SELECTED PASSAGE section start

User-generated content has the potential to achieve virality quickly, to the point where such content is even referred to as a 'campaign' - after it has already become one, that is. Some hashtags die, others become part of world history.
Consumers have become more savvy to the fabricated nature of many traditional forms of social proof, such as 'ambassador-style' brand advocates or "most popular" product sales. In the social media space in particular, one form of social proof retains an air of authenticity: the "early" response and/or endorsement. "Early" responses to content that has latent viral potential carry cultural weight that buys cultural capital, whereas later responses become more likely to invoke the suspicion of "bandwagonism".
Early endorsement of potentially viral user-generated content represents a brand "spending" attention on something that does not have an immediate obvious payback in terms of exposure (thus gaining perceived authenticity).
The ability to foresee the imminent virality of user-generated content in the social media space is therefore valuable. Additionally, latent viral potential and presence of early endorsements tend to correlate, with a synergistic effect.
Therefore, this text classifier:
- seeks to identify user-generated content likely to attract early endorsement, in order to "beat" the crowd and get "inb4" the bandwagon effect
- specifically, classifies those top-level comments from a sub-forum that focuses on user-generated content, and that has a mechanism for giving public endorsement to comments (Reddit gold)
- assumes that responding is relatively cheap, while missed opportunities are more expensive. Therefore it aims to catch as many "endorsement-potentials" as possible (true positives), even if it means mistakenly flagging others (false positives).

SELECTED PASSAGE section end

● **HOW TO COMPLETE THIS TASK**
Rewrite the text on the comment classifier from "The ability to" to "others (false positives).", switching "Reddit gold" to "Reddit awards".

EXCERPTED DATA section start

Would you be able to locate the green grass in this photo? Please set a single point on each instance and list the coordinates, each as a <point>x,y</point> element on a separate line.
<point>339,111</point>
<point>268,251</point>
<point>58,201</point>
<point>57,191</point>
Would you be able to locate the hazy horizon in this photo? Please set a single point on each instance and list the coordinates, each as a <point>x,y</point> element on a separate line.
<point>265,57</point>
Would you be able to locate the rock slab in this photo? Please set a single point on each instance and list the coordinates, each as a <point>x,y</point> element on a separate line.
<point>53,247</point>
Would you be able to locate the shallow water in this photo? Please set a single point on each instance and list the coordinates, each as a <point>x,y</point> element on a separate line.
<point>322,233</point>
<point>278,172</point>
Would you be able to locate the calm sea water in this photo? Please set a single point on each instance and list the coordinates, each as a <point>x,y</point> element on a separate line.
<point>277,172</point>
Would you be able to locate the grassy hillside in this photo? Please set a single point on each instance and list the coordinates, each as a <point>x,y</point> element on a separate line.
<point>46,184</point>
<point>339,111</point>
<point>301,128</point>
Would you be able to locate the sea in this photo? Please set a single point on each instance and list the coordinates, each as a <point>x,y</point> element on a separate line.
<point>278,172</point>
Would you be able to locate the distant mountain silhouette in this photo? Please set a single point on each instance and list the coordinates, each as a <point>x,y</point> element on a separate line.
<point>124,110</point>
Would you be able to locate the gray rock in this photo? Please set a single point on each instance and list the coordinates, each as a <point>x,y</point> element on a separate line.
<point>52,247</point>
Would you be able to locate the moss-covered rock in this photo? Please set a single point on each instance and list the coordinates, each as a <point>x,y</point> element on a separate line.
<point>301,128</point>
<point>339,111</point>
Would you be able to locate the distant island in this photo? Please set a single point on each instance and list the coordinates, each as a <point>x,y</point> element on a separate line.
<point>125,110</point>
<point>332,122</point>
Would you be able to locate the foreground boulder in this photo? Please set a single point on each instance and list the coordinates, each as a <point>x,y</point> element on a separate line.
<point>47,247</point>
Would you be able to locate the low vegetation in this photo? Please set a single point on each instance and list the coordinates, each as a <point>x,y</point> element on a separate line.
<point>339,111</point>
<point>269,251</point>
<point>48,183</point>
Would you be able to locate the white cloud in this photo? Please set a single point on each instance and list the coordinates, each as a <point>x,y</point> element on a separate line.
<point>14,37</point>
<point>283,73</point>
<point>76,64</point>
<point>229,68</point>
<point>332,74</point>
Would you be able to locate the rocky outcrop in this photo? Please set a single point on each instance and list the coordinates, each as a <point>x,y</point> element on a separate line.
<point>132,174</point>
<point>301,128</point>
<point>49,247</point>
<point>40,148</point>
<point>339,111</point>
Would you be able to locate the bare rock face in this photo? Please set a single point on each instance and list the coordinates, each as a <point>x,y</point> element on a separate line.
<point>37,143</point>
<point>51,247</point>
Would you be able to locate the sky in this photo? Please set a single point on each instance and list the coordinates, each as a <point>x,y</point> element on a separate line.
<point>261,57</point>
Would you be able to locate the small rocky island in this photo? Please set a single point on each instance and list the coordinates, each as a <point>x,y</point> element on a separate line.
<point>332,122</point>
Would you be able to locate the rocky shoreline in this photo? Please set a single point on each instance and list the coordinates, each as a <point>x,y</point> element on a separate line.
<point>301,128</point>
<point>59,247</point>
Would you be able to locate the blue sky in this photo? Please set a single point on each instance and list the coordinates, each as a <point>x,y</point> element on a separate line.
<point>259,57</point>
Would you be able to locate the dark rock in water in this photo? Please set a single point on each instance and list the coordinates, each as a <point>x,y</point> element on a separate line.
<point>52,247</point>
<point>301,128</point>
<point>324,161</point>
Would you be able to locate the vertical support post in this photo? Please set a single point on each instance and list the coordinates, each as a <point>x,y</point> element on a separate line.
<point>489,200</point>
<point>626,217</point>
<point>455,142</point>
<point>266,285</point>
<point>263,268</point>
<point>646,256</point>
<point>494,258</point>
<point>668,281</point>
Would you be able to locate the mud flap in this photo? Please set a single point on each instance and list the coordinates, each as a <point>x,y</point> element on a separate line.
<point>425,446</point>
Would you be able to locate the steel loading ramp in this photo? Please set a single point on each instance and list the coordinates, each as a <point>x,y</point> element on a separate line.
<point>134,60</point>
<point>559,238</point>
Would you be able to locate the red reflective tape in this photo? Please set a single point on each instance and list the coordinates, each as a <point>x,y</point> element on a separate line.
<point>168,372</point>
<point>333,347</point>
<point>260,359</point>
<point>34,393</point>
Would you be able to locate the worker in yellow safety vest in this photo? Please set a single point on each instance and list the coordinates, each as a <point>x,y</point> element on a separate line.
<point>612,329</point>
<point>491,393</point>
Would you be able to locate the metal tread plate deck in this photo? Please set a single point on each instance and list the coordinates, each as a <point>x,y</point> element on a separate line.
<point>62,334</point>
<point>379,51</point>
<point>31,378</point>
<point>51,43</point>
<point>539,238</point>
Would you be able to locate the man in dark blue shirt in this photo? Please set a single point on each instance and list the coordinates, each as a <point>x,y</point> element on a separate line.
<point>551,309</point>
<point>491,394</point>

EXCERPTED DATA section end

● **OUTPUT OF THE EXERCISE**
The ability to foresee the imminent virality of user-generated content in the social media space is therefore valuable. Additionally, latent viral potential and presence of early endorsements tend to correlate, with a synergistic effect.
Therefore, this text classifier:
- seeks to identify user-generated content likely to attract early endorsement, in order to "beat" the crowd and get "inb4" the bandwagon effect
- specifically, classifies those top-level comments from a sub-forum that focuses on user-generated content, and that has a mechanism for giving public endorsement to comments (Reddit awards)
- assumes that responding is relatively cheap, while missed opportunities are more expensive. Therefore it aims to catch as many "endorsement-potentials" as possible (true positives), even if it means mistakenly flagging others (false positives).